Task inputs:
━━━━━━━━━━━━━━━━━━━━━━━━━━━━━━

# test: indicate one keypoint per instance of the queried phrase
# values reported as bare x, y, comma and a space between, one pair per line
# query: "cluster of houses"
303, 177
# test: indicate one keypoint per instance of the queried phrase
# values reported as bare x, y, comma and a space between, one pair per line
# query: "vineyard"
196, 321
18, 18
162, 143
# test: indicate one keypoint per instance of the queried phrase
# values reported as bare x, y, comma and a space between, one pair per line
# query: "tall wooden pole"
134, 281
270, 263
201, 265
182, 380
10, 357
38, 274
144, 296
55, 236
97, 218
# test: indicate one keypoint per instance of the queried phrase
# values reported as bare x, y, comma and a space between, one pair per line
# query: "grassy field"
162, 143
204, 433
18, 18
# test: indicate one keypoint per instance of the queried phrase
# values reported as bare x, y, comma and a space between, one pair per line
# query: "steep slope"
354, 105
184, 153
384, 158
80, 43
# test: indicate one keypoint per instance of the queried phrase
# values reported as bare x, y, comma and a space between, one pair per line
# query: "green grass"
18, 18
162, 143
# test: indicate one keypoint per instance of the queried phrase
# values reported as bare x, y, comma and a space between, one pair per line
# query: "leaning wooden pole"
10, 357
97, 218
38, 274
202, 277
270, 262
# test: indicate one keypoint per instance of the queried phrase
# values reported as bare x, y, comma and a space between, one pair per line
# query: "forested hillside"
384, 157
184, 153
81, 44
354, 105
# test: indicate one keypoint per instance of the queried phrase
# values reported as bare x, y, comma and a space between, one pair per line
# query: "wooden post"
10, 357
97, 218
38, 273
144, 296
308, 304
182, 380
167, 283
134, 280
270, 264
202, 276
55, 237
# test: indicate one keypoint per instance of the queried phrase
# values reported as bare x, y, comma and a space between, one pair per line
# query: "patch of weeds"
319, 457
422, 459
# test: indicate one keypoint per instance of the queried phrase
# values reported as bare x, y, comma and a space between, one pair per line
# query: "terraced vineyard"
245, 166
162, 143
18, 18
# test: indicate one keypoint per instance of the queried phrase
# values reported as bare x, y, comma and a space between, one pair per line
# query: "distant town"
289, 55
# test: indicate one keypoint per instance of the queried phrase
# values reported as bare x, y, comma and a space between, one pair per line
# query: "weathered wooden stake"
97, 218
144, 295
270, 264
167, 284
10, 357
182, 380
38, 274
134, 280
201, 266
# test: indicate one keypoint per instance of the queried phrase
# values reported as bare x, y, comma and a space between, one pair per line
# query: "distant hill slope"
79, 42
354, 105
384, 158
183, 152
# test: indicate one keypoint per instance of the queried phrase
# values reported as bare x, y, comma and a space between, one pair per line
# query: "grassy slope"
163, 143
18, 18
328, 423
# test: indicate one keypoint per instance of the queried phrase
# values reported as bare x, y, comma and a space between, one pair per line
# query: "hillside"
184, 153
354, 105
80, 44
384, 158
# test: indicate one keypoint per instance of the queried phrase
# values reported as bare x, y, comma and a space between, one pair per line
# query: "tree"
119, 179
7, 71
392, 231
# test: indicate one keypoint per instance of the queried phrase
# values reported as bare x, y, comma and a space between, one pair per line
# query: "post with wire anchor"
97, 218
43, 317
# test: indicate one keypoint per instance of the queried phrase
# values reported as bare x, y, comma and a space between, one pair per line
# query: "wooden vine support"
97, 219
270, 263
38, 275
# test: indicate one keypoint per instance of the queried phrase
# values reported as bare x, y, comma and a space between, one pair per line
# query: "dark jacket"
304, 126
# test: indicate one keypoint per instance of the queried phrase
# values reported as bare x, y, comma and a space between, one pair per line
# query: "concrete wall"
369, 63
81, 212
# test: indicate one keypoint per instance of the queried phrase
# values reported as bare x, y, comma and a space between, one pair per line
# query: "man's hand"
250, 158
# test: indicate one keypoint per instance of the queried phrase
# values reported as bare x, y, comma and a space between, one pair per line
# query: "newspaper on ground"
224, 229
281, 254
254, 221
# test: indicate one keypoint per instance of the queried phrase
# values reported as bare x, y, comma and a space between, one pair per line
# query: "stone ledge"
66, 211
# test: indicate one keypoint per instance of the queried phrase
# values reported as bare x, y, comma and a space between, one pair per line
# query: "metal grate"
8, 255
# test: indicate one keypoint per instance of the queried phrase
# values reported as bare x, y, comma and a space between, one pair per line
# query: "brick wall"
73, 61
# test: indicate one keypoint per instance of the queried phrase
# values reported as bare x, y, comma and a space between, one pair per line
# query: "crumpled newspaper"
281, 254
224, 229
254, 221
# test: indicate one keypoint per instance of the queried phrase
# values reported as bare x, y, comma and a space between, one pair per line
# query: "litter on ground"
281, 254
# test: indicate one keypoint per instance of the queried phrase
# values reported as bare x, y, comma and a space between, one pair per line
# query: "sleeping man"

━━━━━━━━━━━━━━━━━━━━━━━━━━━━━━

Your objective:
Print back all the lines verbatim.

Written reply:
# test: indicate one keypoint per instance of the queried phrase
# values reported as bare x, y, comma and a space between, one pair per line
# query: "cluster of houses"
303, 177
# test: indicate one keypoint per instance of the queried phrase
# values reported as bare x, y, comma and a space between, one pair per line
# query: "vineyard"
196, 321
18, 18
162, 143
# test: indicate one keypoint per instance of the queried phrase
# values reported as bare x, y, comma and a space between, one pair per line
# query: "tall wooden pole"
134, 281
270, 263
201, 265
182, 380
10, 357
38, 274
144, 296
55, 236
97, 218
# test: indicate one keypoint per instance of the queried phrase
# values reported as bare x, y, comma and a space between, one pair per line
# query: "grassy field"
162, 143
204, 433
18, 18
# test: indicate one keypoint per instance of the queried phrase
# values reported as bare x, y, comma and a space between, one pair per line
# query: "steep slope"
354, 105
184, 153
384, 158
80, 43
# test: indicate one keypoint per instance of the queried phrase
# values reported as bare x, y, comma and a space between, one pair per line
# query: "green grass"
18, 18
162, 143
# test: indicate one keypoint per instance of the queried phrase
# values reported as bare x, y, comma and a space between, one pair per line
# query: "leaning wooden pole"
10, 357
97, 218
38, 274
202, 277
270, 262
# test: indicate one keypoint per instance of the queried phrase
# values reported as bare x, y, comma and a space between, one pair per line
# query: "forested hillside"
384, 157
184, 153
81, 44
354, 105
# test: indicate one keypoint per instance of the queried phrase
# values reported as bare x, y, comma and a space between, one pair per line
# query: "wooden post"
10, 357
97, 218
38, 273
144, 296
308, 304
182, 380
167, 283
134, 280
270, 264
202, 276
55, 237
# test: indicate one keypoint per instance of the queried phrase
# values reported as bare x, y, comma and a space between, one pair per line
# query: "patch of weeds"
319, 457
422, 459
# test: indicate one keypoint per instance of the queried phrase
# values reported as bare x, y, comma and a space between, one pair per line
# query: "terraced vineyard"
245, 166
162, 143
18, 18
# test: indicate one keypoint per instance of the queried phrase
# values reported as bare x, y, comma and a space between, one pair per line
# query: "distant town"
289, 55
# test: indicate one keypoint per instance of the queried phrase
# values reported as bare x, y, comma and a space between, one pair per line
# query: "weathered wooden stake"
97, 218
144, 295
270, 264
167, 284
10, 357
182, 380
38, 274
134, 280
201, 266
# test: indicate one keypoint per instance of the queried phrase
# values reported as bare x, y, comma and a space between, one pair per line
# query: "distant hill slope"
79, 42
354, 105
384, 158
183, 152
# test: indicate one keypoint per instance of the queried phrase
# values reported as bare x, y, comma and a space between, one pair per line
# query: "grassy slope"
163, 143
18, 18
328, 423
# test: indicate one keypoint per instance of the queried phrase
# values reported as bare x, y, comma and a space between, one pair per line
# query: "hillside"
184, 153
354, 105
80, 44
384, 158
# test: indicate one keypoint per instance of the queried phrase
# values reported as bare x, y, comma and a space between, one pair per line
# query: "tree"
119, 179
7, 71
392, 231
# test: indicate one keypoint per instance of the queried phrase
# values reported as bare x, y, comma and a space between, one pair per line
# query: "post with wire anchor"
97, 218
43, 317
# test: indicate one keypoint per instance of the queried phrase
# values reported as bare x, y, comma and a space between, one pair per line
# query: "wooden vine support"
97, 219
270, 263
38, 275
# test: indicate one keypoint per instance of the queried phrase
# values reported as bare x, y, comma and a space between, one pair per line
# query: "dark jacket"
304, 126
# test: indicate one keypoint per instance of the queried phrase
# values reported as bare x, y, comma and a space between, one pair per line
# query: "concrete wall"
369, 63
81, 212
# test: indicate one keypoint per instance of the queried phrase
# values reported as bare x, y, comma and a space between, one pair per line
# query: "man's hand"
250, 158
# test: indicate one keypoint per instance of the queried phrase
# values reported as bare x, y, comma and a space between, one pair per line
# query: "newspaper on ground"
224, 229
281, 254
254, 221
# test: indicate one keypoint per instance of the queried phrase
# values reported as bare x, y, comma and a space between, one pair per line
# query: "stone ledge"
66, 211
# test: indicate one keypoint per instance of the queried phrase
# values reported as bare x, y, comma and a space between, one pair per line
# query: "metal grate"
8, 255
# test: indicate one keypoint per instance of the queried phrase
# values reported as bare x, y, comma and a space between, one pair per line
# query: "brick wall"
73, 61
# test: indicate one keypoint per instance of the queried phrase
# values reported as bare x, y, comma and a space between, one pair per line
# query: "crumpled newspaper"
281, 254
224, 229
254, 221
# test: indicate one keypoint per instance of the queried phrase
# values reported as bare x, y, comma and a space between, one pair per line
# query: "litter on ground"
281, 254
# test: indicate one keypoint per instance of the queried phrase
# values reported as bare x, y, comma and a space between, one pair per line
# query: "sleeping man"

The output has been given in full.